**PASSAGE TO READ:**
Toyota has been an integral element of every Tokyo Motor Show from its inauguration in 1954, and will continue that record when the 45th edition opens to the public at the end of the month.
To build anticipation for that event, we are publishing four posts that explain which important new models, ideas and concept vehicles Toyota revealed at each show. This third post looks at the years from 1975 to 1993.
1975: 21st Tokyo Motor Show
The 1974 show was cancelled due to the international oil crisis, which led to the event becoming a semi-annual show from 1975 to 1999. A new pavilion was included that introduced the theme of the show, which this year was Life on Wheels.
Special-purpose vehicles were displayed for the first time, as well as export vessels such as the Toyota Maru cargo ship. Toyota also exhibited some commercial vehicles that serve social needs despite attracting little public attention. These included a moving library, bathing car, and an observation vehicle with advertising panels.
|Theme||Life on Wheels|
|Date||31 October – 10 November 1975|
|Toyota exhibits||Toyota MP-1 concept, Toyota Century Gas Turbine Hybrid concept, Corolla Sprinter liftback (above)|
1977: 22nd Tokyo Motor Show
This year Toyota presented the latest results of its technological research and development. Centre of the passenger car booth was the F110 luxury saloon, an unusually coloured concept featuring a unique two-box silhouette with an ultra-short nose, long cabin and novel asymmetric, sliding doors.
Among the other exhibits was the CAL-1 concept, a leisure-oriented preview of the forthcoming Celica XX, albeit with a modified rear section. Its transformation of the rear section into a pick-up style bed with rumble seats delighted the visitors.

**Data items:**
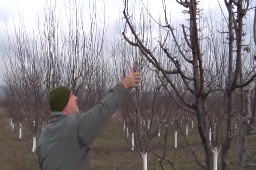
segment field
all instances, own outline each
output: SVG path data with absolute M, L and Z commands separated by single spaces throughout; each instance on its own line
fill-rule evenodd
M 119 126 L 116 120 L 112 119 L 106 130 L 94 141 L 90 153 L 91 170 L 143 169 L 142 159 L 135 150 L 131 150 L 130 144 L 124 139 L 125 137 L 123 137 L 123 134 L 120 132 L 122 132 L 122 130 Z M 203 148 L 198 134 L 196 128 L 190 129 L 187 139 L 196 151 L 200 161 L 204 164 Z M 173 136 L 174 134 L 172 134 L 168 138 L 166 158 L 172 161 L 175 156 L 177 160 L 175 164 L 177 170 L 201 169 L 180 134 L 178 135 L 178 148 L 174 149 Z M 160 138 L 163 137 L 163 133 Z M 255 139 L 251 138 L 249 140 L 251 147 L 253 147 Z M 158 140 L 157 137 L 154 142 L 156 142 L 157 140 Z M 234 141 L 229 154 L 230 170 L 236 169 L 238 163 L 237 144 Z M 31 151 L 32 142 L 31 135 L 27 129 L 24 128 L 23 139 L 19 139 L 18 128 L 16 127 L 12 132 L 7 118 L 2 113 L 0 114 L 0 170 L 39 170 L 36 152 L 33 153 Z M 163 144 L 160 145 L 156 152 L 162 153 L 163 147 Z M 250 150 L 248 148 L 248 151 L 253 152 L 254 150 L 253 148 Z M 161 170 L 157 159 L 152 153 L 148 154 L 148 170 Z M 221 169 L 220 163 L 219 162 L 219 169 Z M 172 169 L 166 162 L 163 164 L 163 167 L 165 170 Z

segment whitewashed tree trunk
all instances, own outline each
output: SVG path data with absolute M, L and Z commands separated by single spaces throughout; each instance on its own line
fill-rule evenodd
M 19 132 L 19 139 L 22 138 L 22 124 L 20 123 L 20 131 Z
M 32 147 L 32 152 L 35 152 L 36 147 L 36 138 L 35 136 L 33 136 L 33 146 Z
M 160 127 L 160 125 L 158 125 L 158 137 L 160 137 L 160 133 L 161 133 L 161 128 Z
M 210 144 L 212 144 L 212 129 L 210 128 L 209 130 L 209 141 Z
M 42 131 L 44 130 L 44 122 L 43 122 L 43 124 L 42 124 Z
M 160 127 L 160 123 L 159 122 L 159 119 L 157 119 L 157 125 L 158 125 L 158 134 L 157 136 L 158 137 L 160 137 L 160 133 L 161 133 L 161 128 Z
M 150 121 L 149 120 L 148 122 L 148 130 L 149 130 L 149 127 L 150 126 Z
M 177 147 L 177 136 L 178 134 L 178 132 L 176 130 L 175 131 L 174 135 L 174 147 Z
M 12 123 L 12 131 L 13 132 L 14 130 L 14 123 Z
M 213 153 L 213 170 L 218 170 L 218 156 L 220 149 L 217 150 L 217 147 L 214 147 L 212 151 Z
M 134 149 L 134 133 L 131 133 L 131 150 Z
M 147 153 L 142 153 L 141 156 L 143 159 L 143 170 L 148 170 Z

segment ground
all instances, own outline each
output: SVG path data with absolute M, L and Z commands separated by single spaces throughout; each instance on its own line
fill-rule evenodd
M 121 127 L 122 125 L 122 127 Z M 130 144 L 122 136 L 122 125 L 112 119 L 106 130 L 100 134 L 93 143 L 90 153 L 91 170 L 143 170 L 142 159 L 138 153 L 132 151 Z M 185 132 L 185 131 L 184 131 Z M 200 161 L 204 164 L 203 148 L 196 128 L 189 129 L 187 140 L 196 150 L 196 154 Z M 161 136 L 163 137 L 162 133 Z M 12 132 L 9 123 L 6 116 L 0 114 L 0 170 L 39 170 L 37 154 L 32 152 L 32 139 L 27 129 L 23 132 L 23 139 L 18 139 L 18 128 L 15 128 Z M 129 137 L 130 137 L 130 136 Z M 178 135 L 178 148 L 174 148 L 174 134 L 168 138 L 166 158 L 177 161 L 177 170 L 200 170 L 189 151 L 186 142 L 180 134 Z M 250 138 L 249 144 L 253 145 L 255 139 Z M 155 140 L 158 140 L 157 138 Z M 160 145 L 156 152 L 163 153 L 163 146 Z M 250 150 L 253 152 L 255 150 Z M 230 152 L 230 170 L 236 169 L 238 162 L 237 144 L 233 142 Z M 161 170 L 157 159 L 152 153 L 148 154 L 148 170 Z M 219 160 L 220 159 L 219 157 Z M 164 164 L 165 170 L 172 169 L 167 162 Z M 220 169 L 220 164 L 219 164 Z

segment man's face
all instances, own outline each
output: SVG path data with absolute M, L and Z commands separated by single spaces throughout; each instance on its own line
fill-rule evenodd
M 77 97 L 71 92 L 69 100 L 64 109 L 69 114 L 73 114 L 79 112 L 76 101 L 77 99 Z

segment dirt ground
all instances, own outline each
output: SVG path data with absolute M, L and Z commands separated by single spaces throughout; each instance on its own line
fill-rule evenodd
M 39 170 L 37 153 L 33 153 L 32 152 L 32 139 L 28 129 L 26 127 L 23 128 L 22 139 L 19 139 L 18 128 L 15 127 L 14 131 L 12 132 L 9 120 L 3 110 L 0 112 L 0 170 Z M 195 151 L 200 162 L 204 164 L 205 156 L 197 129 L 190 129 L 189 133 L 187 140 Z M 93 143 L 90 153 L 91 170 L 143 169 L 142 158 L 139 156 L 136 150 L 131 150 L 130 144 L 125 140 L 126 137 L 124 133 L 122 125 L 119 124 L 114 118 L 113 119 L 106 130 L 101 133 Z M 163 137 L 163 133 L 160 138 Z M 178 148 L 174 149 L 174 133 L 171 133 L 168 138 L 166 158 L 172 161 L 175 158 L 176 159 L 174 163 L 177 170 L 201 169 L 180 135 L 178 135 Z M 129 138 L 126 139 L 130 140 L 130 138 L 131 135 Z M 255 150 L 253 147 L 255 139 L 254 137 L 250 137 L 248 152 L 252 153 Z M 152 142 L 152 145 L 159 140 L 157 137 Z M 238 163 L 237 145 L 235 142 L 233 142 L 230 152 L 230 170 L 236 169 Z M 163 144 L 161 144 L 157 148 L 156 153 L 161 155 L 163 149 Z M 220 158 L 219 156 L 219 160 Z M 154 154 L 148 153 L 148 170 L 161 169 L 157 160 Z M 221 169 L 220 165 L 219 163 L 219 169 Z M 166 162 L 163 163 L 163 167 L 165 170 L 172 169 Z

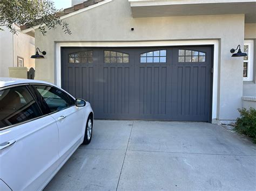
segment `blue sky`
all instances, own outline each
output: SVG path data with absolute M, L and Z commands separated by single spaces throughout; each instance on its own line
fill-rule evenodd
M 71 6 L 71 0 L 51 0 L 57 9 L 65 9 Z

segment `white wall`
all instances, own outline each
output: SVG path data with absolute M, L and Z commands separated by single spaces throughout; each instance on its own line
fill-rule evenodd
M 37 79 L 56 83 L 56 43 L 217 39 L 220 42 L 217 119 L 234 120 L 239 116 L 242 58 L 231 57 L 230 50 L 244 44 L 244 15 L 133 18 L 127 1 L 113 0 L 65 20 L 70 36 L 59 27 L 45 37 L 36 31 L 36 46 L 48 52 L 45 59 L 36 60 Z

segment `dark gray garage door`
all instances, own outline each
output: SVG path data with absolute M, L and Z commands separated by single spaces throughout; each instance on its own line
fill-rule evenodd
M 62 49 L 62 86 L 96 118 L 207 121 L 212 47 Z

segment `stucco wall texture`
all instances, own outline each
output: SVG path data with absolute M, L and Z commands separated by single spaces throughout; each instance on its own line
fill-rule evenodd
M 172 41 L 218 39 L 219 79 L 217 120 L 234 120 L 242 107 L 242 58 L 232 58 L 230 49 L 244 39 L 244 15 L 133 18 L 127 1 L 113 0 L 65 19 L 72 35 L 59 27 L 45 37 L 36 31 L 36 47 L 47 52 L 37 60 L 37 79 L 55 83 L 56 43 Z M 133 27 L 134 30 L 131 31 Z

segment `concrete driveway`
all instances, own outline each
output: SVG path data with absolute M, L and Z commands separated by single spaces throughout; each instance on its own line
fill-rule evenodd
M 96 121 L 45 190 L 256 189 L 256 146 L 205 123 Z

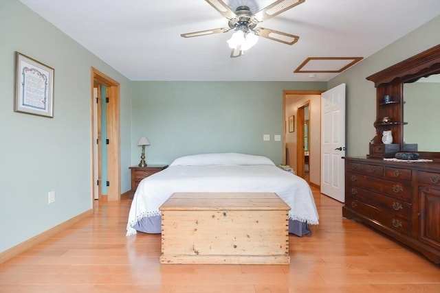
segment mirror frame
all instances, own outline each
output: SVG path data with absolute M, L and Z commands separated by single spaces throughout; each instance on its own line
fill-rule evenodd
M 400 151 L 404 150 L 404 122 L 403 117 L 403 87 L 405 82 L 412 82 L 422 77 L 427 77 L 431 74 L 440 73 L 440 45 L 434 46 L 421 53 L 415 55 L 399 63 L 383 69 L 366 78 L 372 81 L 376 87 L 376 121 L 380 121 L 382 117 L 380 117 L 380 104 L 383 101 L 384 94 L 391 95 L 393 99 L 397 102 L 393 106 L 392 113 L 395 121 L 400 121 L 398 125 L 393 125 L 393 136 L 394 143 L 400 145 Z M 382 143 L 381 140 L 382 129 L 375 122 L 376 137 L 374 143 Z M 440 157 L 440 152 L 418 152 L 424 156 Z

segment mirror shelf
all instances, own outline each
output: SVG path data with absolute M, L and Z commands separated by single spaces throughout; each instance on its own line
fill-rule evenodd
M 423 153 L 426 157 L 440 158 L 440 146 L 438 152 L 437 150 L 435 152 L 423 152 L 424 150 L 417 150 L 417 141 L 407 144 L 404 138 L 404 125 L 408 124 L 406 121 L 404 122 L 404 84 L 414 82 L 421 78 L 439 73 L 440 45 L 366 78 L 368 80 L 373 82 L 376 87 L 377 106 L 376 121 L 373 124 L 376 128 L 376 136 L 370 145 L 369 156 L 384 156 L 383 150 L 386 148 L 384 148 L 386 145 L 384 146 L 382 141 L 382 132 L 391 130 L 393 142 L 398 145 L 398 151 L 417 151 Z M 380 150 L 381 152 L 377 153 L 376 150 Z M 395 148 L 393 148 L 393 150 Z

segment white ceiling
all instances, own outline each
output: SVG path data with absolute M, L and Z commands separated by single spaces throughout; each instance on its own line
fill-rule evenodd
M 298 35 L 292 46 L 260 38 L 231 58 L 227 27 L 202 0 L 21 0 L 131 80 L 328 81 L 294 73 L 308 57 L 366 58 L 440 14 L 439 0 L 306 0 L 261 24 Z M 256 12 L 273 1 L 225 0 Z M 362 62 L 362 61 L 361 61 Z

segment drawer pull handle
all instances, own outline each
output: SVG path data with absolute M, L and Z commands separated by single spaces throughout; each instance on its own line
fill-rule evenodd
M 393 226 L 396 228 L 402 227 L 402 222 L 397 219 L 393 219 Z
M 393 209 L 394 209 L 395 211 L 399 211 L 399 209 L 402 209 L 404 207 L 402 206 L 402 204 L 400 202 L 393 202 Z
M 432 177 L 430 177 L 429 178 L 429 180 L 431 181 L 432 183 L 438 183 L 440 182 L 440 176 L 433 176 Z
M 393 191 L 394 192 L 395 192 L 396 194 L 398 194 L 399 192 L 403 191 L 404 189 L 402 188 L 402 186 L 400 186 L 400 185 L 393 185 Z

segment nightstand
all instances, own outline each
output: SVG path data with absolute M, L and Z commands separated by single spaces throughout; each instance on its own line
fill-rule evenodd
M 168 165 L 152 165 L 146 167 L 130 167 L 131 170 L 131 190 L 129 191 L 129 198 L 133 198 L 139 183 L 146 177 L 166 169 Z

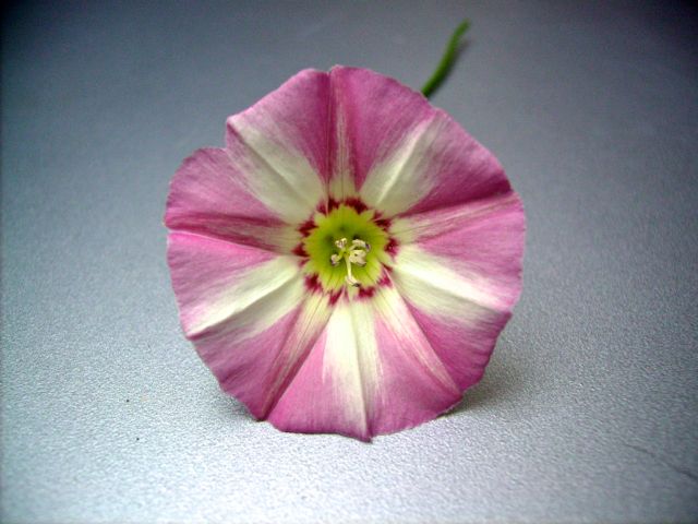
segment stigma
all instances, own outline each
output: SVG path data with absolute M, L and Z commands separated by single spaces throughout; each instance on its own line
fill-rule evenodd
M 354 238 L 351 243 L 346 238 L 340 238 L 335 241 L 335 246 L 338 252 L 329 258 L 329 262 L 332 265 L 337 266 L 344 260 L 345 264 L 347 264 L 345 282 L 352 287 L 359 287 L 361 283 L 351 274 L 351 266 L 353 264 L 359 267 L 366 265 L 366 254 L 371 251 L 371 246 L 359 238 Z

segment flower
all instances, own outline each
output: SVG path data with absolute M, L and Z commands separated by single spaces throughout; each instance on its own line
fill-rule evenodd
M 304 70 L 186 158 L 167 201 L 186 336 L 257 419 L 370 440 L 478 382 L 521 289 L 496 158 L 365 69 Z

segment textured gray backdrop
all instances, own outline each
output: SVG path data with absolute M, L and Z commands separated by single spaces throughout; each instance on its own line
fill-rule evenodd
M 660 7 L 661 5 L 661 7 Z M 698 24 L 629 2 L 24 3 L 2 35 L 3 522 L 694 521 Z M 419 87 L 507 169 L 525 291 L 455 413 L 363 444 L 219 392 L 168 181 L 296 71 Z

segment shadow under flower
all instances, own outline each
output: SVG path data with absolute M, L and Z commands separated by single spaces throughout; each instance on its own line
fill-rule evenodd
M 444 416 L 492 409 L 509 402 L 521 390 L 521 379 L 507 361 L 507 344 L 500 341 L 482 380 L 467 390 L 462 400 Z

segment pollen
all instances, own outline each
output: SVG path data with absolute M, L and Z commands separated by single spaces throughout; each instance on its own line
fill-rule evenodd
M 317 213 L 314 228 L 303 239 L 308 261 L 304 273 L 316 277 L 322 288 L 336 291 L 374 285 L 390 264 L 386 251 L 389 235 L 372 210 L 357 211 L 339 204 L 329 213 Z

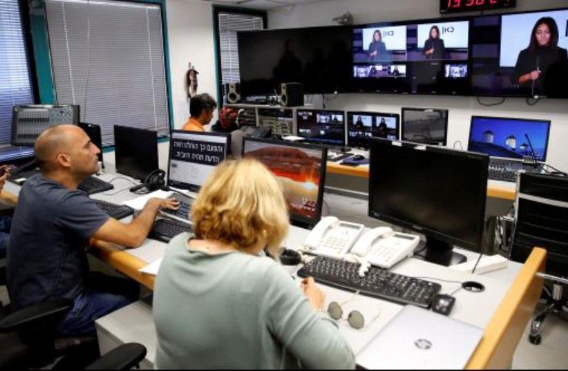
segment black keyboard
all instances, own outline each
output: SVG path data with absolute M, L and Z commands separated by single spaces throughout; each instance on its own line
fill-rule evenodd
M 318 256 L 301 269 L 298 276 L 313 277 L 316 281 L 343 289 L 358 291 L 402 304 L 427 308 L 439 292 L 438 283 L 389 272 L 370 267 L 365 277 L 359 275 L 358 263 Z
M 39 169 L 30 169 L 29 170 L 24 170 L 23 171 L 15 171 L 12 175 L 11 179 L 16 180 L 20 178 L 28 179 L 28 178 L 39 174 L 40 173 Z M 110 191 L 115 187 L 113 184 L 104 180 L 101 180 L 98 178 L 94 176 L 89 176 L 83 180 L 77 188 L 87 194 L 93 195 L 95 193 L 100 193 L 106 191 Z
M 171 219 L 156 219 L 148 238 L 169 242 L 178 234 L 191 231 L 191 227 L 187 223 Z
M 179 201 L 179 200 L 178 200 Z M 162 209 L 162 212 L 167 214 L 181 218 L 184 220 L 189 220 L 189 211 L 191 209 L 191 204 L 180 201 L 180 208 L 177 210 L 172 210 L 171 209 Z
M 134 213 L 134 209 L 125 204 L 116 204 L 100 200 L 93 200 L 99 209 L 115 219 L 122 219 Z

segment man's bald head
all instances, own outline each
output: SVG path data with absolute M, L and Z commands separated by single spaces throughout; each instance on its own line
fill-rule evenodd
M 75 125 L 56 125 L 45 129 L 35 141 L 34 151 L 42 170 L 57 167 L 57 155 L 68 153 L 85 132 Z

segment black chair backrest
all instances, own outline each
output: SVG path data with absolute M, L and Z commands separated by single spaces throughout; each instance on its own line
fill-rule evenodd
M 568 275 L 568 178 L 520 175 L 510 258 L 524 263 L 535 247 L 547 249 L 547 273 Z

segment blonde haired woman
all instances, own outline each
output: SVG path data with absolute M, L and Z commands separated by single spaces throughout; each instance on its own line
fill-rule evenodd
M 313 280 L 278 264 L 282 189 L 253 159 L 217 167 L 191 209 L 195 234 L 170 242 L 154 293 L 158 368 L 353 368 Z M 303 291 L 303 292 L 302 292 Z

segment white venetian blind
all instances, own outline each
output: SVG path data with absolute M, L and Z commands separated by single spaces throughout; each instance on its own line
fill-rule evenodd
M 0 0 L 0 144 L 10 143 L 12 107 L 32 102 L 18 0 Z
M 160 6 L 130 1 L 46 0 L 57 102 L 81 106 L 81 121 L 169 131 Z
M 229 12 L 218 13 L 219 47 L 221 55 L 221 82 L 240 82 L 238 72 L 238 44 L 237 31 L 252 31 L 264 28 L 264 20 L 260 15 Z

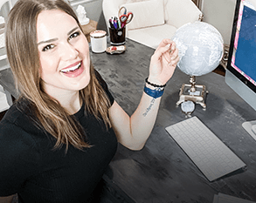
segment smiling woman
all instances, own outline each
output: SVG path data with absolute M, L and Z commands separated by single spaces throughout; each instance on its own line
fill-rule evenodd
M 18 0 L 6 50 L 20 98 L 0 122 L 0 196 L 17 193 L 21 203 L 120 202 L 102 187 L 102 175 L 117 142 L 144 146 L 179 59 L 175 43 L 163 39 L 156 50 L 131 117 L 94 70 L 66 1 Z

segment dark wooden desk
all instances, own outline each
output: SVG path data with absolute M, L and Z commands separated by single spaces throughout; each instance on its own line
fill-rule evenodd
M 128 39 L 126 46 L 121 55 L 91 56 L 116 101 L 131 115 L 142 94 L 154 50 Z M 255 119 L 256 112 L 225 85 L 223 76 L 211 72 L 197 80 L 210 93 L 206 111 L 197 105 L 192 116 L 204 121 L 247 165 L 247 170 L 209 182 L 165 131 L 166 126 L 185 119 L 176 102 L 189 77 L 176 69 L 165 88 L 145 147 L 132 152 L 120 145 L 106 173 L 109 181 L 137 203 L 211 203 L 218 193 L 256 201 L 256 141 L 242 128 L 244 121 Z
M 131 40 L 126 45 L 121 55 L 92 54 L 92 59 L 116 101 L 131 115 L 142 94 L 154 50 Z M 165 131 L 166 126 L 185 119 L 176 103 L 189 77 L 177 68 L 165 88 L 145 147 L 132 152 L 120 145 L 106 173 L 135 202 L 211 203 L 218 193 L 256 201 L 256 141 L 242 128 L 244 121 L 255 119 L 256 112 L 227 86 L 223 76 L 211 72 L 197 80 L 210 93 L 206 111 L 197 105 L 192 116 L 198 117 L 228 145 L 247 165 L 247 170 L 209 182 Z

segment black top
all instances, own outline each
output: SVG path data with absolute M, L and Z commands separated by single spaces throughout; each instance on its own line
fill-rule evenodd
M 106 83 L 100 82 L 113 105 Z M 52 136 L 32 124 L 26 103 L 24 111 L 14 104 L 0 122 L 0 196 L 18 193 L 25 203 L 86 202 L 116 152 L 113 129 L 85 114 L 83 106 L 74 116 L 93 146 L 52 150 Z

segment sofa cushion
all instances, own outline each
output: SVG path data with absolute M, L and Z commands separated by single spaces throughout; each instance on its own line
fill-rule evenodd
M 163 24 L 128 30 L 127 37 L 156 49 L 163 39 L 171 38 L 176 30 L 172 25 Z
M 161 25 L 164 24 L 164 9 L 163 0 L 142 1 L 125 3 L 120 6 L 127 8 L 128 12 L 133 12 L 134 18 L 127 25 L 127 29 Z

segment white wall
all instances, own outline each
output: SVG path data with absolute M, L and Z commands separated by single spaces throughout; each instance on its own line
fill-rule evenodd
M 0 15 L 7 17 L 10 5 L 14 5 L 17 0 L 6 1 L 1 7 Z M 71 3 L 74 10 L 79 4 L 86 8 L 86 16 L 92 20 L 98 21 L 102 11 L 102 0 L 73 0 L 75 3 Z

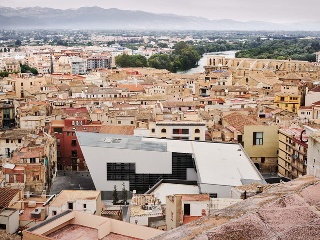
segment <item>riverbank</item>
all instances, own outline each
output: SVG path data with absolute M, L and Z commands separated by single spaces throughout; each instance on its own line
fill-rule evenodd
M 231 50 L 205 53 L 199 61 L 197 66 L 182 71 L 177 71 L 176 73 L 177 74 L 192 74 L 196 73 L 204 72 L 205 71 L 204 66 L 207 64 L 207 56 L 208 55 L 223 55 L 226 58 L 234 58 L 237 51 L 238 50 Z

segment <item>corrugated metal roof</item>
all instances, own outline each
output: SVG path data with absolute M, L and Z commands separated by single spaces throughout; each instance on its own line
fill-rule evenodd
M 78 139 L 82 146 L 99 146 L 146 151 L 167 151 L 167 143 L 142 141 L 142 137 L 117 134 L 99 134 L 77 132 Z M 111 141 L 105 141 L 111 139 Z M 117 139 L 117 141 L 113 141 Z M 120 140 L 119 140 L 120 139 Z
M 210 198 L 210 210 L 220 210 L 242 200 L 240 199 L 211 197 Z

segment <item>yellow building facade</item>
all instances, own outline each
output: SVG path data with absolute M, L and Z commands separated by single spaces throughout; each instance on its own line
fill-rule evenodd
M 285 93 L 276 94 L 274 96 L 274 106 L 284 110 L 297 113 L 300 107 L 300 95 Z

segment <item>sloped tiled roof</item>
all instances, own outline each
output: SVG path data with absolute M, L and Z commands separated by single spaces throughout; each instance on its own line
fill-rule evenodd
M 10 201 L 18 192 L 18 189 L 0 188 L 0 207 L 9 207 Z
M 312 89 L 310 89 L 309 92 L 320 92 L 320 86 L 318 86 L 318 87 L 312 88 Z
M 64 132 L 99 132 L 101 128 L 101 126 L 93 126 L 88 125 L 82 125 L 80 126 L 64 126 Z M 96 130 L 95 130 L 96 129 Z
M 318 240 L 320 181 L 299 177 L 152 239 Z
M 194 102 L 163 102 L 162 103 L 163 107 L 175 107 L 179 106 L 195 105 Z
M 294 73 L 289 73 L 285 76 L 280 76 L 279 78 L 281 79 L 288 79 L 288 80 L 299 80 L 301 79 L 301 77 L 298 76 Z
M 242 133 L 244 131 L 245 126 L 261 125 L 252 118 L 237 112 L 224 116 L 224 120 L 228 122 Z
M 24 130 L 22 129 L 6 130 L 0 136 L 0 139 L 22 139 L 22 138 L 31 133 L 32 131 L 30 129 Z
M 101 127 L 100 133 L 109 133 L 120 135 L 133 135 L 134 126 L 112 126 L 103 125 Z

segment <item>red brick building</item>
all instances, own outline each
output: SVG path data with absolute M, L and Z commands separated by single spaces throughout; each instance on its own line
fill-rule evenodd
M 88 170 L 76 132 L 98 133 L 101 123 L 100 122 L 90 122 L 82 117 L 70 117 L 64 121 L 51 121 L 50 134 L 57 138 L 58 170 Z

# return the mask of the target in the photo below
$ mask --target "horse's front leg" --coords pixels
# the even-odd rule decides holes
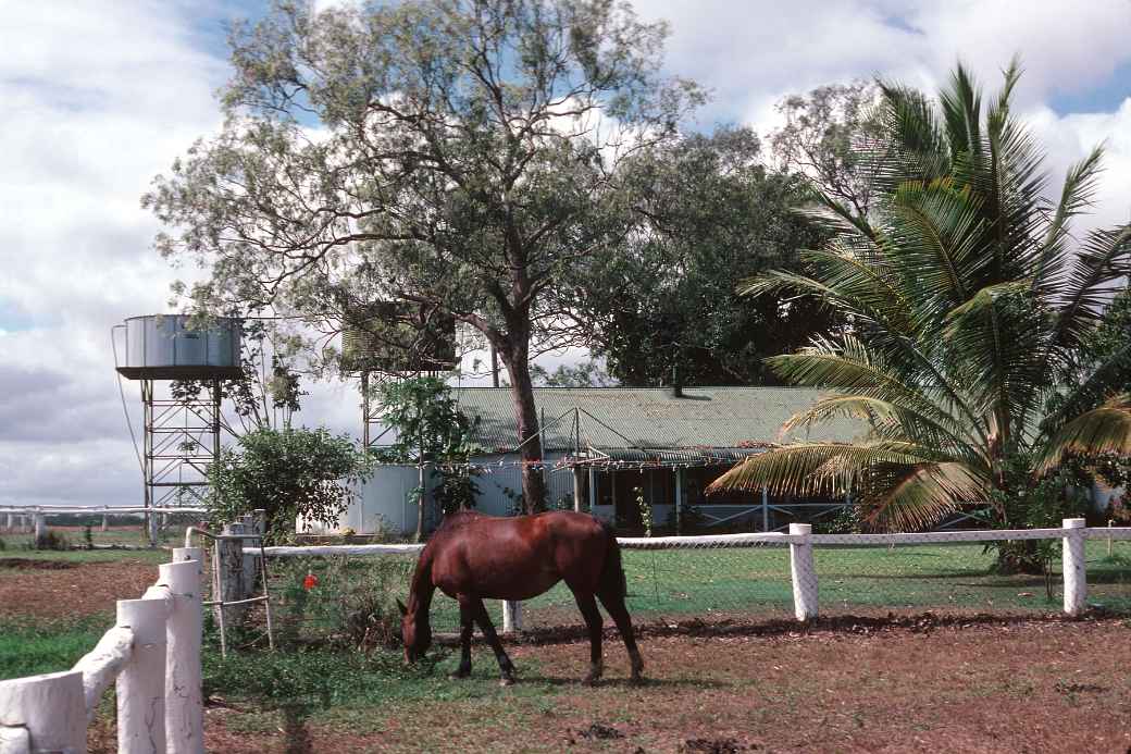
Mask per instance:
[[[601,658],[601,629],[604,620],[601,618],[601,610],[597,609],[597,602],[593,599],[593,594],[573,592],[573,599],[577,600],[577,607],[581,610],[581,617],[585,618],[586,628],[589,629],[589,675],[585,677],[582,683],[593,685],[601,680],[604,672],[604,663]]]
[[[515,683],[515,663],[507,657],[507,652],[502,648],[502,642],[499,641],[499,634],[494,631],[494,624],[491,623],[491,616],[487,615],[487,609],[483,605],[483,600],[477,597],[473,597],[470,600],[475,610],[475,622],[480,624],[483,637],[487,640],[487,644],[494,650],[495,660],[499,661],[499,671],[502,674],[502,680],[499,683],[503,686],[509,686]]]
[[[472,632],[475,629],[475,606],[472,598],[460,594],[459,601],[459,667],[451,674],[452,678],[466,678],[472,675]]]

**GIVEN REQUEST A:** Reproduce the lines of the entries verbatim, starting with the line that contains "segment man's bald head" and going on through the line that contains "M 313 280 L".
**GIVEN REQUEST B:** Pick up the passage on Toyota at the Tokyo Motor Show where it stops, and write its next part.

**OUTPUT A:**
segment man's bald head
all instances, own outline each
output: SVG path data with absolute M, L and Z commands separated by single spaces throughout; each instance on its own line
fill-rule evenodd
M 75 125 L 56 125 L 45 129 L 35 141 L 34 151 L 42 170 L 57 167 L 57 155 L 68 153 L 85 132 Z

segment black chair backrest
all instances, own outline each
output: SVG path data with absolute M, L and Z commands separated by single spaces throughout; each instance on its own line
fill-rule evenodd
M 568 275 L 568 178 L 520 175 L 510 258 L 524 263 L 535 247 L 547 249 L 547 273 Z

segment blonde haired woman
all instances, own outline each
output: SVG path data with absolute M, L and Z commands separated by single spaces throughout; each instance on its own line
fill-rule evenodd
M 313 280 L 278 264 L 282 189 L 253 159 L 217 167 L 191 209 L 195 234 L 170 242 L 154 293 L 158 368 L 353 368 Z M 303 291 L 303 292 L 302 292 Z

**OUTPUT B:**
|Theme||Everybody’s Car, Everybody’s World|
|Date||28 October – 7 November 1975|
|Toyota exhibits||Toyota F110 luxury saloon concept, Toyota CAL-1 concept, Experimental Aluminium Car concept (above), Crown Airport Limousine concept|
|Toyota theme||Pioneering New Dimensions In Technology|
1979: 23rd Tokyo Motor Show
The exhibitors displayed advanced technologies to conserve energy and natural resources. The Toyota corner was divided into passenger and commercial sections, the former consisting of production cars and technical zones, while the latter displayed logistics, social, leisure and show car zones.
Among these, the Family Wagon concept became Japan’s first MPV-style car, popularising the concept of spacious one-box cars for passenger use.
|Theme||Vehicles Connecting the World|
|Date||1-12 November 1979|
|Toyota exhibits||Toyota CX-80 city car concept, Hilux RM-4D, Family Wagon concept, Sports 800 Gas Turbine Hybrid concept|
|Toyota theme||Toyota Opens the New Age|
1981: 24th Tokyo Motor Show
To improve on the last Tokyo Motor Show where Toyota’s exhibits had been relatively few in numbers, we developed ambitious projects to attract the keen attention of visitors.
While the past few years had been rather low-key due to factors such as the ongoing oil crisis, slowing economic growth and stringent regulations, its atmosphere brightened in the early Eighties. This was largely due to increasing numbers of overseas visitors and the abundance of advanced technologies showcased by domestic companies.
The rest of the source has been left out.